(Excerpts from a point labeling dataset)
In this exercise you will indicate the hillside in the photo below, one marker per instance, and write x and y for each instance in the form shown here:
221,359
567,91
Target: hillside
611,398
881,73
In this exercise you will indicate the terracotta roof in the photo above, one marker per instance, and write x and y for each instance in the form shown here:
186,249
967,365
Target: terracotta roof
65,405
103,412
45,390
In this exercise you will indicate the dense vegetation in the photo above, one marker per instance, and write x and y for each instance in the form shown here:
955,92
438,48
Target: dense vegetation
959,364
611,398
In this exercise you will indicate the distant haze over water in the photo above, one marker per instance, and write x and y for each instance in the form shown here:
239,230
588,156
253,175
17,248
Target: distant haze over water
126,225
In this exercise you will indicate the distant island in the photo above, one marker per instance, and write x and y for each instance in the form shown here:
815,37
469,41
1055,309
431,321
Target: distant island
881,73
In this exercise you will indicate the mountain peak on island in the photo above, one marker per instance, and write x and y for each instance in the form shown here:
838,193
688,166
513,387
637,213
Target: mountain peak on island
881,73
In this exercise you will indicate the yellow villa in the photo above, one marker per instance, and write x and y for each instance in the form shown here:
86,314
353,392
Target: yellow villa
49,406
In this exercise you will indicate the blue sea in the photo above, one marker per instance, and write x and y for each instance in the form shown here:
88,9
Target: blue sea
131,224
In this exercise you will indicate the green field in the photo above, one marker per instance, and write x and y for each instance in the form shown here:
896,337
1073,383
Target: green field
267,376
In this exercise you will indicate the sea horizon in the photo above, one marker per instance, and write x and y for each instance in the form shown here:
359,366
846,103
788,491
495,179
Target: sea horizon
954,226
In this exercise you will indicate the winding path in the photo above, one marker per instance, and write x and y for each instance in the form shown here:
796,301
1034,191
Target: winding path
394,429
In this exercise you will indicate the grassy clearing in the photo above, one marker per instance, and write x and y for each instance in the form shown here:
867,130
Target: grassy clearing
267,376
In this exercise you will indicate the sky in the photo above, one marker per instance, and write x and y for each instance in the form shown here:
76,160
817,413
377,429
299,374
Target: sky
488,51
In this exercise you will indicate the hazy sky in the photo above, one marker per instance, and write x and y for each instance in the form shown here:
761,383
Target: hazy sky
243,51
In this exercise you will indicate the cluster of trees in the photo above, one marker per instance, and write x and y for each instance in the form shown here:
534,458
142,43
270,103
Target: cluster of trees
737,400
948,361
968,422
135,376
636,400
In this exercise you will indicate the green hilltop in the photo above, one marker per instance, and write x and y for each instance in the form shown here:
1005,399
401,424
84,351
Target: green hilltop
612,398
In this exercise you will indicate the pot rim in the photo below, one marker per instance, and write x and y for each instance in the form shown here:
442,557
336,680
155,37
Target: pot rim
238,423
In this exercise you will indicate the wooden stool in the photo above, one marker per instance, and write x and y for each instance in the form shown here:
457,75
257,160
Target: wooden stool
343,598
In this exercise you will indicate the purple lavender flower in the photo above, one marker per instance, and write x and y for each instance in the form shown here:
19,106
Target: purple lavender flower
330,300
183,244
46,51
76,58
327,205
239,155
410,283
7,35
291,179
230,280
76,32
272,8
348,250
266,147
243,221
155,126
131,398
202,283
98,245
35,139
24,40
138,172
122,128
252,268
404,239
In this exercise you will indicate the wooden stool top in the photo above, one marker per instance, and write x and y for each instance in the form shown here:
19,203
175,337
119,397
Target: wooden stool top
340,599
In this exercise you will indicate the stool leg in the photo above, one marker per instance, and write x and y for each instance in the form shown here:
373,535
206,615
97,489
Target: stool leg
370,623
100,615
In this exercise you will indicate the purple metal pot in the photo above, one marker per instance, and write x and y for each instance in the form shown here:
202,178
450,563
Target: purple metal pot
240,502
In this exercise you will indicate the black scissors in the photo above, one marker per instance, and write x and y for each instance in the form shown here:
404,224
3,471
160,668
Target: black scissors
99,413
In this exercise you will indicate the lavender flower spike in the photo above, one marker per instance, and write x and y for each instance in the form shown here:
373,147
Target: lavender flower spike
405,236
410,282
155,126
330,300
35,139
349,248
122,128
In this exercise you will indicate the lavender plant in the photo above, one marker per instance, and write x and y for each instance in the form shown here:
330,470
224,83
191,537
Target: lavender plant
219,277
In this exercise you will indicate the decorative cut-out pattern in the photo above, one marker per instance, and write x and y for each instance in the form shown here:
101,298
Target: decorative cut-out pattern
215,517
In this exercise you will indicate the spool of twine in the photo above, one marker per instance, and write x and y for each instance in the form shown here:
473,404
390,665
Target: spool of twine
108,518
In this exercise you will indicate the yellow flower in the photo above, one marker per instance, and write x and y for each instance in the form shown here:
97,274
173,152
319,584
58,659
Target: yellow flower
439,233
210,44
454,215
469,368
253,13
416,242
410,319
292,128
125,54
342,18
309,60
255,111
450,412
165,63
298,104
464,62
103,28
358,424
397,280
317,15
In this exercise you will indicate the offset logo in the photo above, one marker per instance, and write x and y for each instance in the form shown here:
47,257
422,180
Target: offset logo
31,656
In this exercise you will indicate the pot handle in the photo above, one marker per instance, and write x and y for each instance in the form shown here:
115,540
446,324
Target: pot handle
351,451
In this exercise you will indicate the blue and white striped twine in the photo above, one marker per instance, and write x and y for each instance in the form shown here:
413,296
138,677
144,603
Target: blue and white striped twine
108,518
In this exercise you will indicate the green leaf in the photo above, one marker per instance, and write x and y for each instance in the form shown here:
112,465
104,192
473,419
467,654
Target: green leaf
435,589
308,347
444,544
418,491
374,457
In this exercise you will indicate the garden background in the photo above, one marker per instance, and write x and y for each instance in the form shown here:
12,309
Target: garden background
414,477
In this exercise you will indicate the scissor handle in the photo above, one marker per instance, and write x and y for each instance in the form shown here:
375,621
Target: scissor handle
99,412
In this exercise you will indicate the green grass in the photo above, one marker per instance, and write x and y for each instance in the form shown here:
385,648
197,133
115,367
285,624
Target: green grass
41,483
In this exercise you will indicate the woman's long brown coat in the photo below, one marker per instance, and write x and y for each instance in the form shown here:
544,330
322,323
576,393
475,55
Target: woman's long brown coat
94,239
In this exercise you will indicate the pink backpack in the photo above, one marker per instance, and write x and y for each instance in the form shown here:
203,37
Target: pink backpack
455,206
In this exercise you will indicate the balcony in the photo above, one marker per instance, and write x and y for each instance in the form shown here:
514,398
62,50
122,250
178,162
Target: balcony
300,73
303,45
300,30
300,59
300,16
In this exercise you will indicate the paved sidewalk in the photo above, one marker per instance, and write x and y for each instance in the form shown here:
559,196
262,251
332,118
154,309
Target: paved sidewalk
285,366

→ **Stated goal**: Copy all of the data above line for line, changing nothing.

→ **Written solution**:
In this exercise you will indicate the hillside in the photo below, one marker per instance, and write x and y for each instance in the form shown here:
221,359
567,91
Target: hillside
611,398
881,73
In this exercise you will indicate the terracotta roof in the photo above, one marker per instance, and write x and y for each instance in the form shown here:
186,249
967,365
Target: terracotta roof
65,405
103,412
45,390
In this exercise you will indicate the dense vegetation in the photo above, one marker per instance, and write x and y for each instance in the form shown here:
955,92
438,48
Target: dense vegetation
959,364
611,398
In this exercise you will indicate the distant haze over water in the photo above, one marker per instance, and write x and y for each instance in the form shown here:
239,230
588,156
253,175
17,248
Target: distant haze over water
126,225
In this exercise you will indicate the distant island in the photo above, one marker per instance, and write x and y for each instance in the form shown here:
815,37
469,41
1055,309
431,321
Target: distant island
881,73
In this exercise you will indicate the mountain peak on island in the photo above, one marker per instance, and write x and y for each instance in the form shown here:
838,193
688,166
513,387
637,213
Target: mountain peak on island
881,73
In this exercise you will indicate the yellow villa in the photo above, one marker per instance, and write x and y for each instance in the form shown here:
86,314
353,392
Target: yellow villa
49,406
In this exercise you will indicate the blue sea in the photo above, one marker per instance, and write x and y for each instance in the form shown here:
88,9
Target: blue sea
131,224
In this exercise you will indicate the green field in the photo above, one marker per instance, and write x and y for each instance in the form shown here:
896,337
1073,383
Target: green field
267,376
In this exercise you will indicate the sea horizon in the photo above, one marker per instance, and write x and y for each instance in the form shown here:
359,366
846,103
788,491
495,179
Target: sea horizon
954,226
In this exercise you will indicate the winding path in the photo above, one marker per instance, and write x and y for each instance in the form shown here:
796,301
1034,191
Target: winding path
394,429
In this exercise you will indicate the grassy clearing in the photo above, one marker per instance, and write x and y for each instance in the form shown here:
867,130
Target: grassy clearing
267,376
In this exercise you will indicate the sky in the photo above, one marker per instance, and write x and y for each instance in the form shown here:
76,160
817,413
377,429
299,374
Target: sky
488,51
In this exercise you will indicate the hazy sky in the photo above, one marker per instance, and write x and y for each instance in the form shown here:
761,383
Target: hazy sky
243,51
In this exercise you will indicate the cluster of trees in the photo above, one marker per instance, and write x and y for each instance in the form shown here:
534,458
142,43
270,103
Target: cluster of trees
737,400
948,361
968,422
135,376
636,400
In this exercise you will indicate the green hilltop in the photo above, one marker per instance, and write x and y for each instance in the form shown here:
1005,399
401,424
84,351
Target: green hilltop
612,398
In this exercise you will indicate the pot rim in the photo below, one marker per instance, and write x and y for each instance in the form shown here:
442,557
336,680
155,37
Target: pot rim
238,423
In this exercise you will indicate the wooden stool in the photo above, one marker per instance, and write x and y for each instance in the form shown here:
457,75
257,160
Target: wooden stool
343,598
In this exercise you will indicate the purple lavender flower in the photo above, one marker per instance, and write x and y for each instance in the form shown here:
19,106
Target: purple lavender flower
330,300
183,244
46,51
76,58
327,205
239,155
410,283
7,35
291,179
230,280
76,32
272,8
348,250
266,147
243,221
155,126
131,398
202,283
98,245
35,139
24,40
138,172
122,128
252,268
404,239
In this exercise you will indicate the wooden stool top in the photo above, one marker per instance, and write x and y for each instance in the form shown here:
19,203
175,337
119,397
Target: wooden stool top
340,599
In this exercise you will indicate the stool leg in the photo above, one marker per instance, and write x and y for each instance in the form shown here:
373,535
206,615
97,489
Target: stool leg
370,623
100,615
In this exercise you will indicate the purple metal pot in the photo above, one marker per instance, and write x and y for each instance in the form shown here:
202,178
450,563
Target: purple metal pot
240,502
In this exercise you will indicate the black scissors in the photo above, one marker per instance, and write x and y for each instance in the form shown here:
404,224
3,471
160,668
Target: black scissors
99,413
In this exercise you will indicate the lavender flower spike in the photo above, one marker per instance, and write x and y for each instance in the form shown here:
373,147
Target: lavender flower spike
405,236
410,282
155,126
330,300
35,139
349,248
122,128
In this exercise you will indicate the lavender plant in the photo above, one marker per instance, and write x and y for each instance in the form shown here:
330,470
224,83
191,537
Target: lavender plant
219,277
In this exercise you will indicate the decorative cut-out pattern in the photo above, one marker per instance, and write x and y for each instance in the form shown here:
101,298
Target: decorative cut-out pattern
215,517
In this exercise you will indicate the spool of twine in the photo above, one marker per instance, and write x and y for each instance in the form shown here:
473,404
390,665
Target: spool of twine
108,518
In this exercise you will indicate the yellow flower in the photo above, one marker per instance, and write x and y for each instance in the form shown here:
97,274
173,152
319,584
58,659
Target: yellow flower
439,233
210,44
454,215
469,368
253,13
416,242
410,319
292,128
125,54
342,18
309,60
255,111
450,412
165,63
298,104
464,62
103,28
358,424
397,280
317,15
In this exercise you will indicate the offset logo in the photo above, one marker per instance, and write x and y for each instance in the form shown here:
47,257
422,180
Target: offset logo
31,656
In this exercise you will indicate the pot handle in the photo above, one marker per instance, and write x and y for each instance in the form shown here:
115,540
446,324
Target: pot handle
351,451
In this exercise you will indicate the blue and white striped twine in the photo above, one marker per instance, and write x and y for each instance in the form shown here:
413,296
138,677
144,603
Target: blue and white striped twine
108,518
In this exercise you will indicate the green leaf in the photo above, one marker per instance, and write x and y for each instance in the form shown here:
112,465
104,192
473,419
467,654
Target: green leaf
435,589
308,347
444,544
418,491
374,457
In this exercise you will indicate the garden background in the photo above, one marker per instance, and write x and y for each instance in the form shown here:
12,309
Target: garden background
414,477
In this exercise you will indicate the scissor handle in the photo above, one marker per instance, and write x and y for each instance in the form shown here:
375,621
Target: scissor handle
99,412
In this exercise you will indicate the green grass in the photo above, one marker per instance, and write x and y for each instance in the form shown here:
385,648
197,133
115,367
285,624
Target: green grass
41,483
In this exercise you will indicate the woman's long brown coat in the photo below, one marker per instance, and write x and y for each instance in the form shown here:
544,330
322,323
576,393
475,55
Target: woman's long brown coat
94,239
In this exercise you will indicate the pink backpack in the photo above, one marker per instance, and write x and y for each instance in the form shown here:
203,37
Target: pink backpack
455,206
In this exercise you will indicate the balcony in the photo above, one marker per instance, and write x and y for each instance in the form shown here:
514,398
62,50
122,250
178,162
Target: balcony
300,73
303,45
300,30
300,59
300,16
In this exercise you will indicate the paved sidewalk in the photo above, one marker per instance, and write x and y for each instance in the form shown here:
559,196
262,251
332,118
154,309
Target: paved sidewalk
285,366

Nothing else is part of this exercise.